Botox For Migraines, is it really possible? Migraine is the third most prevalent illness known to man and 12% of the population suffers from it, including children. This neurological disease presents incapacitating symptoms, such as severe pain, usually on one side of the head, which has proven to be very debilitating.
Believe it or not, Botox offers a solution to migraines and it is effective in reducing the frequency of chronic migraines. Botox is a kind of botulinum neurotoxin, which is a protein that comes from the bacterium Clostridium botulinum.
Originally, the toxin was responsible for botulism, but today, it is used for many different medical conditions, including excessive sweating, muscle spasms, eye muscle conditions, and overactive bladders. Today, we will focus on Botox as a preventive treatment for chronic migraines and how it can provide relief.
Is Botox Effective Against Migraines?
Studies have shown that Botox treatment for migraines greatly reduces the number of days people suffer from headaches. So, yes, Botox is effective at reducing migraine headaches and this is because it blocks the neurotransmitters that carry pain signals to the brain. Botox prevents these chemicals from getting to the nerve endings around the head and neck, thus reducing the number of headaches.
Is Botox FDA-Approved?
Yes, the FDA has approved the use of Botox for the treatment of chronic migraines. The baseline is 15 or more headache days per month, so the more frequent the headaches are, the better the results.
What Is Botox for Migraines Like?
The first sessions will take around 20 minutes, where your doctor will inject small amounts of the product into your skin’s shallow muscles. Each treatment consists of 31 injections in key areas around the head and neck, including the forehead, temples, back of the head, upper back, and more. You will experience the maximum benefits in around 6 months, but in the meantime, you will be able to take your medications without any risk.
When Did Botox Become a Treatment for Migraines?
Botox was introduced as a treatment for chronic migraines back in 2000. People who got Botox injections for cosmetic reasons reported that their headaches had improved so that lead to studies.
Though the first few studies provided conflicting results, in 2010, two large studies provided enough evidence of the benefits of Botox for the treatment of migraines, and soon after it was approved by the FDA.
The treatment effectively reduces the severity and frequency of the headaches, but it’s important to keep in mind it doesn’t change the underlying condition. However, it provides people with more relief than other available treatments.
Are There Any Risks to Using Botox to Treat Migraines?

Recorded data:
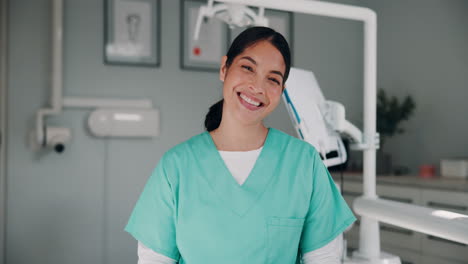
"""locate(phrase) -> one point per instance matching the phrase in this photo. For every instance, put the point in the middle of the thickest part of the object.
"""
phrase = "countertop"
(437, 183)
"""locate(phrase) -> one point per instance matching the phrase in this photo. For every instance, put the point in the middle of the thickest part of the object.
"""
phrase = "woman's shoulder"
(185, 148)
(292, 143)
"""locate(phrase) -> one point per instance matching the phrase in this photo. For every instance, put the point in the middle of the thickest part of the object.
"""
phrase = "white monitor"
(306, 106)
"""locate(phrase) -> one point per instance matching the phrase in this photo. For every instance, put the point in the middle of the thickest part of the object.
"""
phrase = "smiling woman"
(241, 192)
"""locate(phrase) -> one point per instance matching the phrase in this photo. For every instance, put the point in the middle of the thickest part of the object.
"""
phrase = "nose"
(255, 85)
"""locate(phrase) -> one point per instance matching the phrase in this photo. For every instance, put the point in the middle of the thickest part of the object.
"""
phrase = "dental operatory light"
(235, 15)
(128, 123)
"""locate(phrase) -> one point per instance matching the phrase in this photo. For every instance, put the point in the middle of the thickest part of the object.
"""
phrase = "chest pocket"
(283, 236)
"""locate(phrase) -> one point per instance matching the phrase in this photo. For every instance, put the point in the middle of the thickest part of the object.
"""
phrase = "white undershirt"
(240, 164)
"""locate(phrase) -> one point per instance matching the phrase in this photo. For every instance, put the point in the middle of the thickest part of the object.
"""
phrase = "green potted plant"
(390, 113)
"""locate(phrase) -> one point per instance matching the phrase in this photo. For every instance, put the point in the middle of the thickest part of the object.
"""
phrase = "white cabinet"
(396, 236)
(406, 256)
(413, 247)
(449, 201)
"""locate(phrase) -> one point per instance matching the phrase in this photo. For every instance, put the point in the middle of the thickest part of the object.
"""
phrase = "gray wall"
(72, 208)
(422, 51)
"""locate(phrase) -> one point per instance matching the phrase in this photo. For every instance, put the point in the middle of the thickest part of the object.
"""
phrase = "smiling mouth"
(249, 103)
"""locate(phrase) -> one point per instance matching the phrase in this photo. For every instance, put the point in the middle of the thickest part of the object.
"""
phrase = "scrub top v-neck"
(194, 211)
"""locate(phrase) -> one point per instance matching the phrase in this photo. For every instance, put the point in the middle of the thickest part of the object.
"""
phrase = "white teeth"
(248, 100)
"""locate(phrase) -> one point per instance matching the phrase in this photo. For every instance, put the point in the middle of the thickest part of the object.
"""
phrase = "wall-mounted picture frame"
(204, 54)
(281, 21)
(132, 32)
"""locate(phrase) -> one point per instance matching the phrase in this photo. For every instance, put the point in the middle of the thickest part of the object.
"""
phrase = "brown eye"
(247, 68)
(274, 80)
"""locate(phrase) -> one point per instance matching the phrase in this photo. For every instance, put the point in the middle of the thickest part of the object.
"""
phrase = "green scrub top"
(193, 210)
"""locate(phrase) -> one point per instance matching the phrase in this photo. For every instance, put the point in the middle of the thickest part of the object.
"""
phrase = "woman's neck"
(234, 137)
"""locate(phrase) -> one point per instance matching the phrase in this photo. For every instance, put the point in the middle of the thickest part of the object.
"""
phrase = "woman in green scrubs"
(193, 210)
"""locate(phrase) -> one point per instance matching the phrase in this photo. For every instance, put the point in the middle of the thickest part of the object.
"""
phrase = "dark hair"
(246, 39)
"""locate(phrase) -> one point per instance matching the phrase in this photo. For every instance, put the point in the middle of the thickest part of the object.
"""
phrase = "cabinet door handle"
(396, 230)
(351, 193)
(447, 206)
(445, 241)
(397, 199)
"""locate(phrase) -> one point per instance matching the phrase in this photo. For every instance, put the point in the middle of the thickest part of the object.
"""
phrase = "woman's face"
(253, 83)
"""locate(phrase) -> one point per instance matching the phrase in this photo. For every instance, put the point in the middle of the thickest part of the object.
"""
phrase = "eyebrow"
(255, 63)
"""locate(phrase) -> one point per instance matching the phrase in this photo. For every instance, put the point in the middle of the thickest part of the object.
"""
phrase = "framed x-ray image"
(132, 32)
(280, 21)
(204, 54)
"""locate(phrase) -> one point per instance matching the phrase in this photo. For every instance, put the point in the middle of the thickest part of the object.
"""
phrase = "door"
(3, 83)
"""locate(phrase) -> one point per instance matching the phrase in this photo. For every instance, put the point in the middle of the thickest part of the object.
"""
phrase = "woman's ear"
(223, 68)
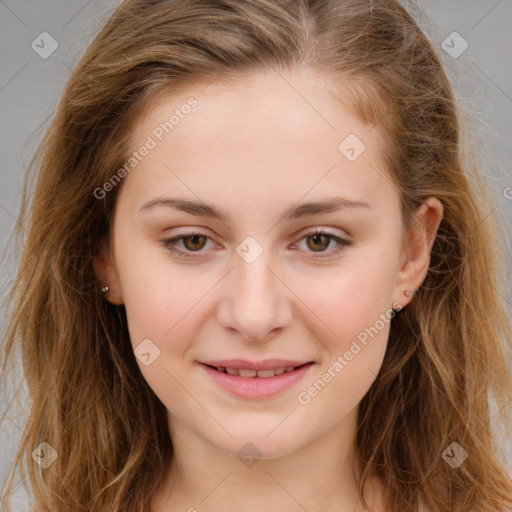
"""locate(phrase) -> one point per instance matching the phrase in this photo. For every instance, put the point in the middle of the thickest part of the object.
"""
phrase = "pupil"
(316, 241)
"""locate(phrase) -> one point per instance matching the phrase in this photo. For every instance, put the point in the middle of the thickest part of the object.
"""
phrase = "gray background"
(30, 87)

What the task asks:
Pick up the page on Botox for migraines where it stops and continue writing it. The records are separate material and have no connection to the Botox text.

Solved exercise:
In theory, the spread of the Botox from the site of the injection to other areas of the body can lead to muscle weakness or paralysis. This is why doctors avoid using Botox on people who have muscle weakness conditions of any kind. In practice, you will be happy to know those bad reactions or side effects are rare.
Botox injections are reported to cause some irritation, temporary drooping of the eyelid, and it alters facial expressions, which is why it’s used to treat wrinkles and lines of expression.
These common side effects can be avoided by moving the injections to different locations in the next session. Botox treatment is not invasive and you can go back to work or get through the rest of your day after a session without any issues.
Who Is Botox Treatment For?
Ever since Botox was introduced as a treatment for migraine headaches, it has become a common treatment, especially in cases where standard alternatives don’t prove to be effective. Botox can help these patients feel better and become a lot more productive in their daily lives.
Botox treatment for migraine headaches is often covered by health insurance policies, which is great. It’s a good option for anyone who has 15 days of migraine headaches per month, as stated by the FDA.
People who have 14 or fewer headache days per month won’t be able to benefit from this treatment. Though it’s sometimes used for other forms of chronic headache, that’s outside of FDA approval since this treatment is only approved for chronic migraine.
Where Does Botox Fit Among Other Migraine Treatments?
People who suffer from migraines benefit from a comprehensive management plan that consists of a healthy lifestyle, the avoidance of triggers as much as possible, and the use of over-the-counter medication and prescription abortive medication as necessary, which is meant to stop a migraine that’s already happening.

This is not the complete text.